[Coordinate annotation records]
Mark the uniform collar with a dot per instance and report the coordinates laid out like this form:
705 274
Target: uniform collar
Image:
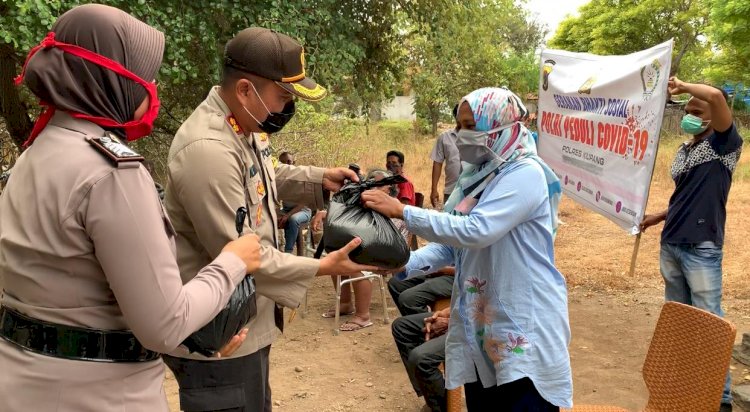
214 99
66 121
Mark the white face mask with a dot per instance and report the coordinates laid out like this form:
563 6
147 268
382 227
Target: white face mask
473 145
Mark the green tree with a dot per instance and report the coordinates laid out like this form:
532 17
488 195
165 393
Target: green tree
477 44
353 46
730 31
626 26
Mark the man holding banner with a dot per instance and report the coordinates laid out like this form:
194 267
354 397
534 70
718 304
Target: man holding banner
693 235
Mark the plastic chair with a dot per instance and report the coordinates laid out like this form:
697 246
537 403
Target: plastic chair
454 397
686 363
366 276
418 202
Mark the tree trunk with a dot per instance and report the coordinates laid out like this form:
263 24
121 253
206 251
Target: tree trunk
434 117
12 109
676 62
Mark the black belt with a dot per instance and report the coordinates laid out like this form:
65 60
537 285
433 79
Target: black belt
70 342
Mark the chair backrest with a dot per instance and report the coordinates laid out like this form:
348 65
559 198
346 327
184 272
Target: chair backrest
418 199
687 360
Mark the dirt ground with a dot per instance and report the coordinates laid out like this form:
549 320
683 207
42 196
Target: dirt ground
612 316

Task goal:
Turn all of the data above into a JSON list of strings with one string per line, omitting blank lines. Leave the pictures out of your answer.

Problem solution:
[
  "Mark the uniform collar with a dot per instance and report the coordinates laid out like this form:",
  "705 274",
  "Target: uniform collar",
  "Image:",
  "214 99",
  "66 121",
  "Mark the white face mask with a dot per instance and report the coordinates laid out like this form:",
  "563 6",
  "147 268",
  "382 227",
  "Target: white face mask",
  "473 145",
  "Mark the green tree with a dot per instance and report the coordinates laid out like this form:",
  "532 17",
  "488 195",
  "165 393",
  "Target: green tree",
  "477 44",
  "353 46",
  "730 31",
  "626 26",
  "Mark the man holding banner with a dot per instance and report the coordinates laid out like this form:",
  "194 267",
  "354 397",
  "534 70",
  "718 304",
  "Target: man holding banner",
  "693 235",
  "Mark the plastic chair with a dot per instance and report the coordinates laid out like this form:",
  "697 246",
  "537 403",
  "Target: plastic chair",
  "454 397",
  "686 363",
  "366 276",
  "418 202",
  "Mark the tree trunk with a dot per instance and report the coordinates laid out like this form:",
  "263 24",
  "121 253",
  "206 251",
  "Target: tree trunk",
  "434 117",
  "12 109",
  "676 62",
  "Mark the black belt with a dot per instance and report the coordinates laid out like this form:",
  "65 60",
  "537 285",
  "433 79",
  "Target: black belt",
  "70 342",
  "Mark the chair backrest with a dot per instance and report the coordinates laid out like this form:",
  "348 65",
  "559 198",
  "346 327",
  "184 272",
  "Target: chair backrest",
  "418 199",
  "687 360",
  "Mark the dirt ground with a dot per instance and report the coordinates laid out like this form:",
  "549 320",
  "683 207",
  "42 196",
  "Target: dirt ground",
  "612 316"
]